#### EXERCISE PASSAGE:
AR: CT may yield biased emphysema results
Socioeconomic status was associated with healthier lung function but returned higher degrees of emphysema among individuals with higher levels of income and education, leading investigators to point to bias in CT breath holds as confounding emphysema exam indicators, according to a study published in the February issue of Academic Radiology.

"A strong socioeconomic gradient has also been observed for subclinical respiratory health measures such as lung function," with lower socioeconomic status having been significantly associated with increased levels of respiratory mortality, according to Gina S. Lovasi, PhD, MPH, of the department of epidemiology, Mailman School of Public Health at Columbia University in Manhattan, N.Y.

Pulling data from the Multi-Ethnic Study of Atherosclerosis (MESA), 3,706 participants without clinical cardiovascular disease were assessed for subclinical emphysema on CT and tested for lung function, which is associated with—but distinct from—subclinical emphysema. Percent emphysema was defined based as the proportion of pixels below an attenuation threshold of 910 HU from lung windows of cardiac CT scans.

#### RECORDED DATA:
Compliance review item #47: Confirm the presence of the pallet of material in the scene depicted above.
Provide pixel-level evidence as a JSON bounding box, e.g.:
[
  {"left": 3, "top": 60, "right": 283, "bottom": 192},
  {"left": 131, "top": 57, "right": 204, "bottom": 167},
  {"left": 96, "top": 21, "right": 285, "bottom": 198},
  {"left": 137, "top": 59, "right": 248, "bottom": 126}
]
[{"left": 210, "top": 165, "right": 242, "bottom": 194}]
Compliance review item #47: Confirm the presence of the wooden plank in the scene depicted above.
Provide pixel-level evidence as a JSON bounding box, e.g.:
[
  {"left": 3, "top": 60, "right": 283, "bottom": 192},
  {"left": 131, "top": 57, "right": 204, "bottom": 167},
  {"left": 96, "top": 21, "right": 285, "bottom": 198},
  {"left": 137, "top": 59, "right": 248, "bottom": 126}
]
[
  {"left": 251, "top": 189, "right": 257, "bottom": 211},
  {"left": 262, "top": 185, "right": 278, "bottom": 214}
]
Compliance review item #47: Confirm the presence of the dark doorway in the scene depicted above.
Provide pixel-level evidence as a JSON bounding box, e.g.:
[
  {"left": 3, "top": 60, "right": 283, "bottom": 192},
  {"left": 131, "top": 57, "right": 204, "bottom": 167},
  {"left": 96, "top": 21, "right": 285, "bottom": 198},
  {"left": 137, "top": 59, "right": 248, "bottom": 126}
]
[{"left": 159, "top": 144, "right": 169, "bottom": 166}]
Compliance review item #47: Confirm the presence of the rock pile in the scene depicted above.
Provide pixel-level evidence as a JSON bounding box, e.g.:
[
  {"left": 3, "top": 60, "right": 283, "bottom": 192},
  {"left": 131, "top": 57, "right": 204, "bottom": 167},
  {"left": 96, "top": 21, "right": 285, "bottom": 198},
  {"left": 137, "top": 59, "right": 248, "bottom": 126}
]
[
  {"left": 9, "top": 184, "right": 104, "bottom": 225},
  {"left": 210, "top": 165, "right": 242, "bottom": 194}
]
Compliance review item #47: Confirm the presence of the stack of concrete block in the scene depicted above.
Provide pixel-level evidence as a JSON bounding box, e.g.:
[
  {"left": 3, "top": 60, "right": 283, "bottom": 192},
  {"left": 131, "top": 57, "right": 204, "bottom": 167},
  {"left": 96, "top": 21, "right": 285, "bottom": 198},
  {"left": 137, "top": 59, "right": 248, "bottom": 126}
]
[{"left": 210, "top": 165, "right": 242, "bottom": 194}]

#### COMPLETE THE FOLLOWING:
a: According to the CT emphysema article, how many participants from the Multi-Ethnic Study of Atherosclerosis were assessed?
b: Summarize the CT emphysema article in two sentences.
c: Carry on writing the CT emphysema article, picking up right after its final sentence.

#### ANSWER SECTION:
a: 3,706 participants without clinical cardiovascular disease.

b: A study in the February issue of Academic Radiology found that higher socioeconomic status was associated with healthier lung function but also with higher degrees of emphysema, and investigators pointed to bias in CT breath holds as a confounding factor. Using data from the Multi-Ethnic Study of Atherosclerosis, 3,706 participants without clinical cardiovascular disease were assessed for subclinical emphysema on CT and tested for lung function.

c:
"Contrary to our expectations, participants with higher SES [socioeconomic status] were observed to have more emphysema-like patterns on their CT scans, as indicated by higher percent emphysema," Lovasi and colleagues found. "However, higher SES did have the expected association with lung function consistent with prior studies."

The authors found that each additional increment of education (no high school degree, high school degree, some college, college degree and graduate degree) was associated with a 1.1 percent higher emphysema value on CT. On the other hand, all statistically significant associations between socioeconomic status indicators and lung function measures were positive.

Lovasi and colleagues conjectured that the disparity between percent emphysema and lung function was due bias from effort dependence. "All participants were coached to achieve full inspiration during spirometry by a certified spirometry technician and during CT scanning by a certified CT technician; however, it is likely that coaching of inspiration was not as intense for CT as for spirometry because inspiration has been long appreciated as a key component of valid spirometry but is only one of a number of components of CT scoring." As a result, Lovasi and colleagues concluded that suboptimal inspiration among participants with lower socioeconomic indicators would make this cohort "appear healthier than they are."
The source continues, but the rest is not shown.